10 Eldercare Needs (Checklist)

Published In Health & Safety

The most effective way to manage the challenges of eldercare is to have an accurate picture of what the needs are. This checklist can provide a basis for an adult child to have a “what if” conversation with an aging parent, or at least an early warning that issues may need to be addressed in the not too distant future. Some signs to look for include:

  1. Mental and Behavior Status — Is your relative having problems (or significant loss) of memory or decision-making?  Wandering outside and confused where she is and how she got there?  Difficulty with comprehension or change in personality or mood swings?  For an accurate diagnosis, a neurologist should be consulted.
  2. Mobility — Is the person unsteady when walking? Does she have difficulty getting in and out of a chair or the bed? Many emergency room and hospital visits are a result of an accident in the home.
  3. Home Safety — Does the home present any danger of falls or trip hazards?  Are there safety features in the bathroom (grab bars; non-skid strips in the showers; shower bench)?  Is there good lighting throughout? Is the once spotless home now cluttered and untouched?
  4. Nutrition — Is there adequate food in the house?  Is it properly stored?  Is the food in the refrigerator fresh?  Does our relative eat healthy meals — or frozen entries and depend on food delivery services? How does the shopping get done?  Do the appliances work properly? Is there scorched pots or pans on the stove top?  Does the person’s health status or stamina make meal preparation difficult?

Referring expression pointing data
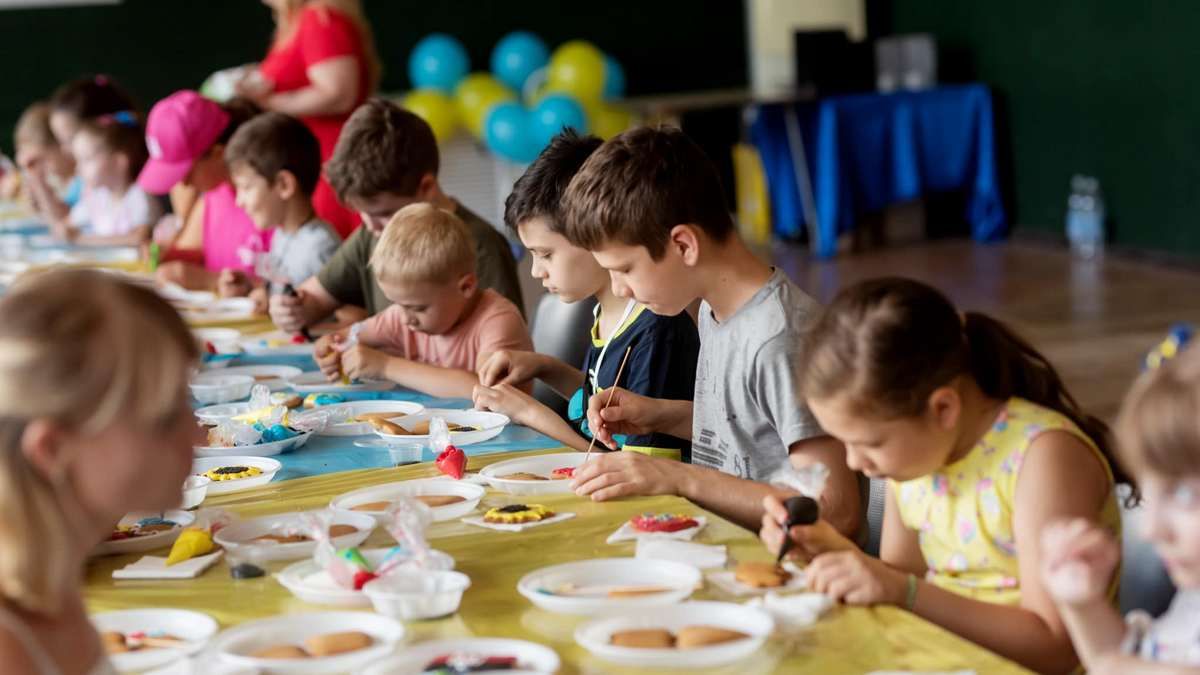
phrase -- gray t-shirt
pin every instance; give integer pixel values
(748, 408)
(299, 255)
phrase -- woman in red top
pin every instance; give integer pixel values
(322, 65)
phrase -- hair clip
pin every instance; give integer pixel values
(1170, 347)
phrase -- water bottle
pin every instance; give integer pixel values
(1085, 217)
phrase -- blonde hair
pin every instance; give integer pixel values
(1158, 428)
(424, 243)
(286, 19)
(84, 351)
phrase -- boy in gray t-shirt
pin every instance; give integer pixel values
(651, 208)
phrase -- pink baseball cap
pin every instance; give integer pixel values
(180, 130)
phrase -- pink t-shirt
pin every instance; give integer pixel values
(495, 324)
(231, 239)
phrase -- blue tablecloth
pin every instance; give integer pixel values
(329, 454)
(869, 150)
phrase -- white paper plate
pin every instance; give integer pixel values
(313, 585)
(540, 465)
(275, 376)
(274, 344)
(150, 542)
(402, 408)
(607, 573)
(243, 533)
(531, 657)
(268, 466)
(595, 635)
(471, 494)
(490, 425)
(192, 626)
(316, 383)
(237, 644)
(258, 449)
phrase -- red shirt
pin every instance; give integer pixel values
(321, 34)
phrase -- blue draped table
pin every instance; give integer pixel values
(865, 151)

**TRY IT**: For each statement, say yes or no according to the eldercare checklist and quote the words from it that decide: (a) a neurologist should be consulted for an accurate diagnosis of mental and behavior problems; (b) many emergency room and hospital visits result from medication errors; (c) the home safety item asks whether there is good lighting throughout the home. The records have no connection to the text.

**ANSWER SPACE**:
(a) Yes: "For an accurate diagnosis, a neurologist should be consulted."
(b) No: "Many emergency room and hospital visits are a result of an accident in the home."
(c) Yes: "Is there good lighting throughout?"